## Directions
Nothing but the pictures should go missing; return all the entries below exactly.

[Dataset entries]
* * *

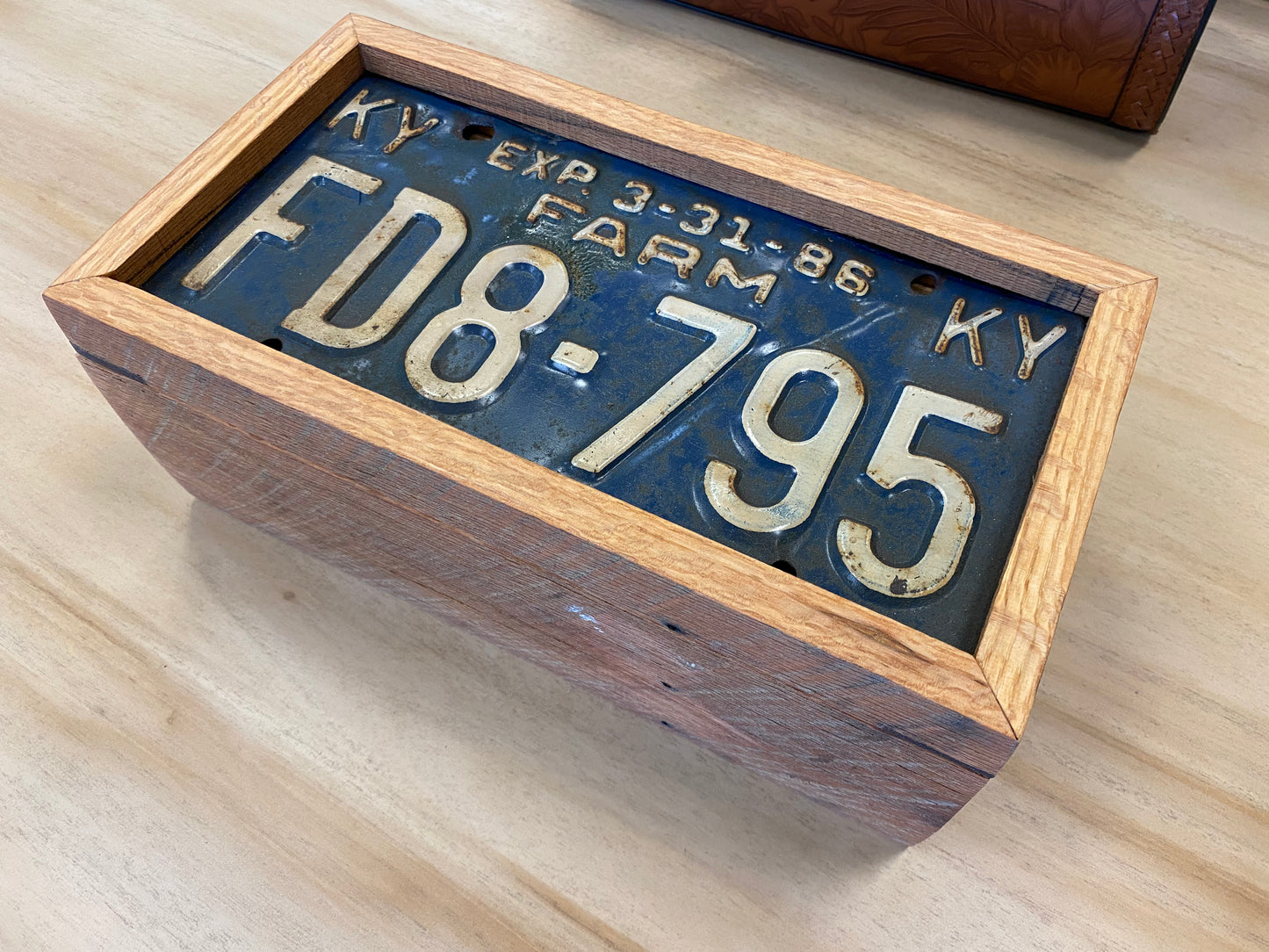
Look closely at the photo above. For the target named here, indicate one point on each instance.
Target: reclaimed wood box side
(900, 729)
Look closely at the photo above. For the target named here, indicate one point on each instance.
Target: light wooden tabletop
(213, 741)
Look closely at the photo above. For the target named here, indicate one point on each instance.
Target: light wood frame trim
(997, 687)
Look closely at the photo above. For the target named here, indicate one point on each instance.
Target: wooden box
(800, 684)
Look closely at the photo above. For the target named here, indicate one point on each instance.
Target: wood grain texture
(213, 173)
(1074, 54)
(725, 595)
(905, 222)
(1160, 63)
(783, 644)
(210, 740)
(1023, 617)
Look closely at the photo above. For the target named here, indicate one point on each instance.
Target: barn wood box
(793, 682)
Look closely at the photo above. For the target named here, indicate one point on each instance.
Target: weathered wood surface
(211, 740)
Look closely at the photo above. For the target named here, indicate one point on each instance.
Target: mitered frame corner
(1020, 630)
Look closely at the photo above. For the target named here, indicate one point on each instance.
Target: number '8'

* * *

## Task answer
Look closely at the photo above. For the target named here, indicate one point on each instance.
Target: reclaimed wood box side
(900, 729)
Look closely at the photo above. For the target named here, indicate one point on each instance.
Target: light wooden tabletop
(213, 741)
Look closely at the photo above. For the target named here, indicate one point on each instance.
Target: light wood frame trim
(997, 687)
Look closely at the photo above. For the target named here, indicate one point on each instance.
Target: wooden box
(800, 684)
Look closely at the photo above. For the target named here, indicate one point on each instance.
Target: wood grain texture
(213, 173)
(1074, 54)
(725, 595)
(905, 222)
(1160, 63)
(783, 644)
(210, 740)
(1023, 617)
Look closely at the photo above. For the target named here, indicate one point on each instance.
Target: barn wood box
(793, 682)
Look closely at the photo above. For the target named here, indicate one point on each instance.
Target: weathered wood surface
(211, 740)
Look closely at the photo above. For the target named here, indicate one point on each instance.
Target: mitered frame corner
(1020, 630)
Look closely at the photo above. For the target named here, indicate one point on each instance.
Target: number '8'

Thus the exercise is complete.